» **読解文**
*当記事は2021年1月に投稿された記事の再編集版となります―。

 

 

 

ホリガー/ケルンWDRsoによるシューマン・プロジェクト第4巻。2つの協奏曲を収録。ヴァイオリン協奏曲ではソリストにパトリシア・コパチンスカヤを、ピアノ協奏曲ではデーネシュ・ヴァーリョンが起用されている。

 

 

 

 

 

 

 

アルバム1曲目の「ヴァイオリン協奏曲ニ短調WoO.1」は「遺作」として20世紀になって初演されたいわくつきの作品であり、最近になってレパートリー化しつつある。1937年に初演されたそうだ―ちなみに日本初演は翌年の1938年だった。意外と早い(当時の社会事情も関係しているのだろうか)―。当時と20世紀の複雑に絡んだ歴史的かつミステリアスな事情については下記リンクを参照していただくとして、ライナーノーツによると、シューマンの「協奏曲」が全3楽章による古典的様式を尊重する流れと、各楽章の要素を単一楽章に凝縮したファンタスティックな様式の2つの流れに分かれるのだという。このヴァイオリン協奏曲の前には単一楽章の幻想曲Op.131が作曲されているが、幻想曲から発展したピアノ協奏曲とは異なり、ヴァイオリン協奏曲は最も古いスタイルで書かれているように思われる―第1楽章冒頭のバロック様式の序曲を思わせる重厚な主題や従来のコンチェルト同様、オケの提示部後のソロ登場など。それでも第2主題にはロマン派的な美しいテーマが現れ、様式の混在を感じる―。シューマンの主要な3つの協奏曲の中ではチェロ協奏曲が最も先鋭的なスタイルで、前述の2つの流れが統合されているのに対し、最後に書かれたヴァイオリン協奏曲はいわば伝統に回帰した形になっているのが興味深い。

 

 

 

 

僕が初めてこの曲を耳にしたのはクレーメル&ムーティ盤。同じニ短調のシベリウスの協奏曲がカップリングされていたCDだった。その次に聞いたツェートマイヤー&ドホナーニ盤では、当時最新の校訂されたスコアが使用されていたらしい。そしてクレーメル&アーノンクール盤を長年愛聴することになる(偶然かそのCDもピアノ協奏曲がカップリングされていた。しかもアルゲリッチのソロで)。クレーメル新旧盤において明らかに違う解釈がフィナーレで聴かれたのは興味深いことである―新盤において、終楽章のテンポが明らかに遅く、12分を超える演奏時間(今でも最長かもしれない)となっているのだ。これはアーノンクールの解釈の可能性大であり、おそらくはポロネーズのリズムを生かすべく選択したテンポと推察される。今回のホリガー盤では10分半で演奏しているが、僕としてはこのテンポの方が自然に聞こえる。

» **元データ**
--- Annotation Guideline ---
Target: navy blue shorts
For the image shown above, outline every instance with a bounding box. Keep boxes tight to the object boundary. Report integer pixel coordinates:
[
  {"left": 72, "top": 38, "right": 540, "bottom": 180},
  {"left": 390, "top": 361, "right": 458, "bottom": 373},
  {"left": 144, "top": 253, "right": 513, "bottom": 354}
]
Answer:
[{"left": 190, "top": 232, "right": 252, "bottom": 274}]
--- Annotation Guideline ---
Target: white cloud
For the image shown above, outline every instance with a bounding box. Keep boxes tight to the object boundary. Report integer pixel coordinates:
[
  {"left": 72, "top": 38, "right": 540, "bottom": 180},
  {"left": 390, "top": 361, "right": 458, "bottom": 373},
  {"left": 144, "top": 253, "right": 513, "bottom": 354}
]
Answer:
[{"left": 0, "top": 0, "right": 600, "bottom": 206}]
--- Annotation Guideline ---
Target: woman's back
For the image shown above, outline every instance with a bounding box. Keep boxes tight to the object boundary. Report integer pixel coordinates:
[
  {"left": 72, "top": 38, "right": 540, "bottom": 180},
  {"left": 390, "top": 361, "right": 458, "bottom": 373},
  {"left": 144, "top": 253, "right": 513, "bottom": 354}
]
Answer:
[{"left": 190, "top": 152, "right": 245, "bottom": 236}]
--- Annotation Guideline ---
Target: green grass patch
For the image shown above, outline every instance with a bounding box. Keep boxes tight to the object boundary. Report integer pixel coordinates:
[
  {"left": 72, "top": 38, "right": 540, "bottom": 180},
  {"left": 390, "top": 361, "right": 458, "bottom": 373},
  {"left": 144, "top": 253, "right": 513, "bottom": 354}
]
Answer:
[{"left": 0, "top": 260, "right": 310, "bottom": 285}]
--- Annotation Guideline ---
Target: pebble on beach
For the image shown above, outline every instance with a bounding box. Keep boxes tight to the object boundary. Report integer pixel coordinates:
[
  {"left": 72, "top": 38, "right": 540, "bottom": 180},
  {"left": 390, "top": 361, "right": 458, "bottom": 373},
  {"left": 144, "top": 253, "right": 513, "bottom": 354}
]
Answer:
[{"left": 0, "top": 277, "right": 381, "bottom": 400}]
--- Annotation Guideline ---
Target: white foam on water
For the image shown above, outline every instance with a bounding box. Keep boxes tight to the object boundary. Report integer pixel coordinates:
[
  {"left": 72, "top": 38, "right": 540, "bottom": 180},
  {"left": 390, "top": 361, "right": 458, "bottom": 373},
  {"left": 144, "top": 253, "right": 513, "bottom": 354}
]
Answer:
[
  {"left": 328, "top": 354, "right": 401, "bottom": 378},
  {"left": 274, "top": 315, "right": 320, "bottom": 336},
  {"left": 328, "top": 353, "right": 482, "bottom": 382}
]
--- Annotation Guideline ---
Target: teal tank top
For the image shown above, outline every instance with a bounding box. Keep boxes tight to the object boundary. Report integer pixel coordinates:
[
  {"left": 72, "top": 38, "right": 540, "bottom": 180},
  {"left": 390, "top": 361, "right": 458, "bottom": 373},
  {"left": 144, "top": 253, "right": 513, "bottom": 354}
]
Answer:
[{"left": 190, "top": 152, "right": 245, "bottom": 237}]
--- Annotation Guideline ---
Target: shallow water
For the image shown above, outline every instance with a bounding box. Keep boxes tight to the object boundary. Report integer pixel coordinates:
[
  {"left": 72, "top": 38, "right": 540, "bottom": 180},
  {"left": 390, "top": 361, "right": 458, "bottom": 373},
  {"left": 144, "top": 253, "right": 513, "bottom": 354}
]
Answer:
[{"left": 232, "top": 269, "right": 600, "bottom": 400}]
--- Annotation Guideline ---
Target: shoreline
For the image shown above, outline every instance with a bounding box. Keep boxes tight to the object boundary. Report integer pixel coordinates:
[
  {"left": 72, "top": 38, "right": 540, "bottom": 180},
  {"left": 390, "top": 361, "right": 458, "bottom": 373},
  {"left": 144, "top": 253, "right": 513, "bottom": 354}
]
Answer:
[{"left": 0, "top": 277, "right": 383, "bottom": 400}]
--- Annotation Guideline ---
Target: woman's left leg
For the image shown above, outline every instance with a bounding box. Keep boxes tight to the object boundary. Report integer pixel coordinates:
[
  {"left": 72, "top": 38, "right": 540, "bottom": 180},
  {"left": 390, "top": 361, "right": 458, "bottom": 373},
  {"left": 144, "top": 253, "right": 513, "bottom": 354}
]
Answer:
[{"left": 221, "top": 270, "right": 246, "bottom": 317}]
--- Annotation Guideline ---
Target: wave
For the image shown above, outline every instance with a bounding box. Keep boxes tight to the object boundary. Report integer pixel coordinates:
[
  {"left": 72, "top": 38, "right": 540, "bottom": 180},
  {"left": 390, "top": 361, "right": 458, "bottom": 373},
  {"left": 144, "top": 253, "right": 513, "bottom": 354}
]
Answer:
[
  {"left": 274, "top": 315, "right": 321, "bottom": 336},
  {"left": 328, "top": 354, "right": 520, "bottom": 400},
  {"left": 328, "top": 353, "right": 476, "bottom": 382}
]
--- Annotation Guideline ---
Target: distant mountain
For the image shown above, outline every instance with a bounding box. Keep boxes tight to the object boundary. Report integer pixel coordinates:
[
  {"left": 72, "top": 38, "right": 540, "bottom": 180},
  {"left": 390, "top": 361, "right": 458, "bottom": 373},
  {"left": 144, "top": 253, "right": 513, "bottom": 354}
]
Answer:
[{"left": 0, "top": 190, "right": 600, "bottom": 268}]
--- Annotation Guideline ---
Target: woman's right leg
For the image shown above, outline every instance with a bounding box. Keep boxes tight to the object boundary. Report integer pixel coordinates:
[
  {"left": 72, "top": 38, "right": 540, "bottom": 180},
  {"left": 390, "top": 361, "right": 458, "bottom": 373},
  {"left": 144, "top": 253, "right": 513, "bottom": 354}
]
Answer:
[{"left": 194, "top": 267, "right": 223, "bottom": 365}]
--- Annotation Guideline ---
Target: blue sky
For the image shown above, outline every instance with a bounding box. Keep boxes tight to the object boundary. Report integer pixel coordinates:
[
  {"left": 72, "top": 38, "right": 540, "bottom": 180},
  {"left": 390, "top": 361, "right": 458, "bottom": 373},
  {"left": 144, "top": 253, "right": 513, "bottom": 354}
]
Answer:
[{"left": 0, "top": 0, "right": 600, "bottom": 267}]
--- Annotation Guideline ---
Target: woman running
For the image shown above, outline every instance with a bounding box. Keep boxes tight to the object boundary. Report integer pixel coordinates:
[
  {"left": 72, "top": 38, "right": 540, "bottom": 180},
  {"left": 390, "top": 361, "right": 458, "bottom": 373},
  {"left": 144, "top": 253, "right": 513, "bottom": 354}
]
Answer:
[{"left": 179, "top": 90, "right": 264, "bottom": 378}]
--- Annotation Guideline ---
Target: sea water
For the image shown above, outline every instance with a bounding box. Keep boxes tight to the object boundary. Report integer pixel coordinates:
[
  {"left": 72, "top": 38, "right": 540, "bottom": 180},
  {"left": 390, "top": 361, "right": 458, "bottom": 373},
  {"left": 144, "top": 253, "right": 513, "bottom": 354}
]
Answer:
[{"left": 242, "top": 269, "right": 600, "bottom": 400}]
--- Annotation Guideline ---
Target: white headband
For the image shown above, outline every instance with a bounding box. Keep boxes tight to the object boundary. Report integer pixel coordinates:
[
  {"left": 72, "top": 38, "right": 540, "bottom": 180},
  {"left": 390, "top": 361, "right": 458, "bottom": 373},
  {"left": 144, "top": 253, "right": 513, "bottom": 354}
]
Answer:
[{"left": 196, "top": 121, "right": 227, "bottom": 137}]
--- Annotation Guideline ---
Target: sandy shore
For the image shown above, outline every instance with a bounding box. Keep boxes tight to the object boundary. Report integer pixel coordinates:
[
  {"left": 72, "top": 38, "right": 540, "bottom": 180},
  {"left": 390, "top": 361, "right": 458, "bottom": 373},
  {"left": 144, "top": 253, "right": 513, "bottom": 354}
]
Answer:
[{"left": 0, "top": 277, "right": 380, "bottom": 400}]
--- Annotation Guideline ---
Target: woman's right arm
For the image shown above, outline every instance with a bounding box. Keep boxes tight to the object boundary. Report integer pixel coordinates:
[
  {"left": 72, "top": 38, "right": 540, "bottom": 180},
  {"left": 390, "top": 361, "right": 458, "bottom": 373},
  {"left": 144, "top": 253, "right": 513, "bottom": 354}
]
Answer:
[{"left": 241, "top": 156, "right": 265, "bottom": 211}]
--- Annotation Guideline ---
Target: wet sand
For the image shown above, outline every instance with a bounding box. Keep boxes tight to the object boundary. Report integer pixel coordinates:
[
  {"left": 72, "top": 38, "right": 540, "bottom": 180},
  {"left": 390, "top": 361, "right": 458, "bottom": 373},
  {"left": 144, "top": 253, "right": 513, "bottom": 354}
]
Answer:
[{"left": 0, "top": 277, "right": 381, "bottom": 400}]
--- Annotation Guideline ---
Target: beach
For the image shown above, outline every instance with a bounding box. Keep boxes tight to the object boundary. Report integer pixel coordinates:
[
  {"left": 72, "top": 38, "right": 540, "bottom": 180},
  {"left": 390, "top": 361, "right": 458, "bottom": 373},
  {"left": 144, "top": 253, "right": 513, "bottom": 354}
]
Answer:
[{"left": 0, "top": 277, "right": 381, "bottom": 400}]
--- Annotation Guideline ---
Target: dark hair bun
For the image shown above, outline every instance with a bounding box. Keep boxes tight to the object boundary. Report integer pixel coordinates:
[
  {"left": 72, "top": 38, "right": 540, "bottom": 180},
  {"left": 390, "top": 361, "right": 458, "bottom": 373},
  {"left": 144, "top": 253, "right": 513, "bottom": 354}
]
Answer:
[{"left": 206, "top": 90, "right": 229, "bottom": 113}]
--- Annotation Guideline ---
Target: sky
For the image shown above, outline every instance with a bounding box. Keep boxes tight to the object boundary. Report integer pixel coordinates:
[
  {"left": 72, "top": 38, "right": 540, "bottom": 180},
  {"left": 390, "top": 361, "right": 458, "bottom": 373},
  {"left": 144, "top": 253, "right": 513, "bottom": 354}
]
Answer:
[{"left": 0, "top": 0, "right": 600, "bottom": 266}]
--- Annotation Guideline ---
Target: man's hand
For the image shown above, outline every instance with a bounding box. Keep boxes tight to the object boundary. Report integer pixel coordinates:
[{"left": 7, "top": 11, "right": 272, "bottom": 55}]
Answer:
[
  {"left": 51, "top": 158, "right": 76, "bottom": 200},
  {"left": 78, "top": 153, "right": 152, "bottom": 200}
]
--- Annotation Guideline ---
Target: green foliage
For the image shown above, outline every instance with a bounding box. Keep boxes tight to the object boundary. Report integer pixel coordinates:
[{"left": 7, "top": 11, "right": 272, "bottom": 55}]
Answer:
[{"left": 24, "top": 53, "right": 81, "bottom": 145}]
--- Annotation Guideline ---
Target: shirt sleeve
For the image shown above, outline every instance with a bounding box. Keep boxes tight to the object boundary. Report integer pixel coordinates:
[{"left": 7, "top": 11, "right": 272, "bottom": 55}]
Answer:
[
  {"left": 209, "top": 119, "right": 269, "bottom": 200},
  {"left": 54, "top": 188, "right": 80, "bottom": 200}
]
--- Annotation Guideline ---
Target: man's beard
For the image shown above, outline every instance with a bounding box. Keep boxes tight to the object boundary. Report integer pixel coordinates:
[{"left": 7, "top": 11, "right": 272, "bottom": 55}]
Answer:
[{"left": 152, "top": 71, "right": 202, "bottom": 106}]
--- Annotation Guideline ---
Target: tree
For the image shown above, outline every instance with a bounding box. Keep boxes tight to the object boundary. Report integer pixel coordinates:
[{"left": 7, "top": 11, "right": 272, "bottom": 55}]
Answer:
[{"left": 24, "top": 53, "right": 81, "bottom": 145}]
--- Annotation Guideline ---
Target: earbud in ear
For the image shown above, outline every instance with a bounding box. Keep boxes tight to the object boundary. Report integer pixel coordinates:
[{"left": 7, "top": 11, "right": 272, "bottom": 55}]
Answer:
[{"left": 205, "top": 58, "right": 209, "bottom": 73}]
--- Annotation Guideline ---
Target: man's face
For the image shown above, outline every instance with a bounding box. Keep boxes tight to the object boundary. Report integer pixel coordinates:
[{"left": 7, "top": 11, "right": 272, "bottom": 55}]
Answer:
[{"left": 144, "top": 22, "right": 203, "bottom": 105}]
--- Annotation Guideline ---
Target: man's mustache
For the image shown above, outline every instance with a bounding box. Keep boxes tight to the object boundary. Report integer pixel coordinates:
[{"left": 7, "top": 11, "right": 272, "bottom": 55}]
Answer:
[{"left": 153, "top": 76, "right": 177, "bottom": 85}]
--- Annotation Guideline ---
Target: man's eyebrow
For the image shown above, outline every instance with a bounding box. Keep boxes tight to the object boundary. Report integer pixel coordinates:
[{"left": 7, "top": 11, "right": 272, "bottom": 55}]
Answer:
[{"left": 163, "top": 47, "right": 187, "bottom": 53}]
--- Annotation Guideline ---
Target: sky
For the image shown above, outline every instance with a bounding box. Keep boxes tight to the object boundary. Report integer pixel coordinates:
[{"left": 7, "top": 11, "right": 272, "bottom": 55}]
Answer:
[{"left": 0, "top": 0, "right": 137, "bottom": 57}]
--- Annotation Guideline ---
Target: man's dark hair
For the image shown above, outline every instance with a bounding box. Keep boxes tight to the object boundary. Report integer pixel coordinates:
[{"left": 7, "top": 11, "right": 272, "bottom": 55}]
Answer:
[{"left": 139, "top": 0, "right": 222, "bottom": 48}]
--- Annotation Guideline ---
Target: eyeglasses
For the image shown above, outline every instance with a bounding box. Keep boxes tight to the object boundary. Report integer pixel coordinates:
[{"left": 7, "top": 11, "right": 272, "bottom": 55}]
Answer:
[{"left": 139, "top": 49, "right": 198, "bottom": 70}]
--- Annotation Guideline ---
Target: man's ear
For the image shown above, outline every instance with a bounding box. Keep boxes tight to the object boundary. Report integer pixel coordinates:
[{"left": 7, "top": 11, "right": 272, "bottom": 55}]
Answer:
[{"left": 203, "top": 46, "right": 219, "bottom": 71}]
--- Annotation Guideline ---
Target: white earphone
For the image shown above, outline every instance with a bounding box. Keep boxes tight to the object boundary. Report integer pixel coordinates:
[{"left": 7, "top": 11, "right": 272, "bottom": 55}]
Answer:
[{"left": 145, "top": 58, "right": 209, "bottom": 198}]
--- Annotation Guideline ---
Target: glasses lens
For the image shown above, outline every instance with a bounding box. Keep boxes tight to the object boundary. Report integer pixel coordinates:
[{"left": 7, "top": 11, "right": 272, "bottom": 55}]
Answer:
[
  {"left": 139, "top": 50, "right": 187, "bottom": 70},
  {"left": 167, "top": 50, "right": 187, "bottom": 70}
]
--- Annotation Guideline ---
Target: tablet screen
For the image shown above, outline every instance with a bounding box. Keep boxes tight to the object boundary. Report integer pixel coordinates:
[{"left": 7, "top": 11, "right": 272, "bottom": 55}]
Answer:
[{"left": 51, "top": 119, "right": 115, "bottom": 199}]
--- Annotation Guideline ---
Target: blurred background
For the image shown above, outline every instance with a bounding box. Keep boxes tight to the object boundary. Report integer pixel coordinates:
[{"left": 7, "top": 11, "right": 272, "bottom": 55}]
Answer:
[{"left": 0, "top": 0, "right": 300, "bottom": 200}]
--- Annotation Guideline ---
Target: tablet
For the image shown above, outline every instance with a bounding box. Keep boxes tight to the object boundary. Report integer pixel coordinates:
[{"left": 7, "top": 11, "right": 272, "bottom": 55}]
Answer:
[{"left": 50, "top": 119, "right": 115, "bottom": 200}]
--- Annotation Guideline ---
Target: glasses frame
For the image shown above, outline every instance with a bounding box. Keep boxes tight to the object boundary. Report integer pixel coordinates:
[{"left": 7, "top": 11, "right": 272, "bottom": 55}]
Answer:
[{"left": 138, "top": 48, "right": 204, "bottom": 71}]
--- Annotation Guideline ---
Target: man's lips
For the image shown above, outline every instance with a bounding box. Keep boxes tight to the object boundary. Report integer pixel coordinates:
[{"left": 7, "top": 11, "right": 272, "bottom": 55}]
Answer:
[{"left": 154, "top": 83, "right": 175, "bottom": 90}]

» **必須課題 A**
シューマンの協奏曲についての読解文のうち、「僕が初めてこの曲を耳にしたの」から「テンポの方が自然に聞こえる。」までを、「ポロネーズ」を「マズルカ」に置き換えて書き直しなさい。
» **必須課題 B**
シューマンの協奏曲についての読解文によると、ホリガー盤ではヴァイオリン協奏曲の終楽章を何分で演奏しているか。

» **解答例 A**
僕が初めてこの曲を耳にしたのはクレーメル&ムーティ盤。同じニ短調のシベリウスの協奏曲がカップリングされていたCDだった。その次に聞いたツェートマイヤー&ドホナーニ盤では、当時最新の校訂されたスコアが使用されていたらしい。そしてクレーメル&アーノンクール盤を長年愛聴することになる(偶然かそのCDもピアノ協奏曲がカップリングされていた。しかもアルゲリッチのソロで)。クレーメル新旧盤において明らかに違う解釈がフィナーレで聴かれたのは興味深いことである―新盤において、終楽章のテンポが明らかに遅く、12分を超える演奏時間(今でも最長かもしれない)となっているのだ。これはアーノンクールの解釈の可能性大であり、おそらくはマズルカのリズムを生かすべく選択したテンポと推察される。今回のホリガー盤では10分半で演奏しているが、僕としてはこのテンポの方が自然に聞こえる。

» **解答例 B**
10分半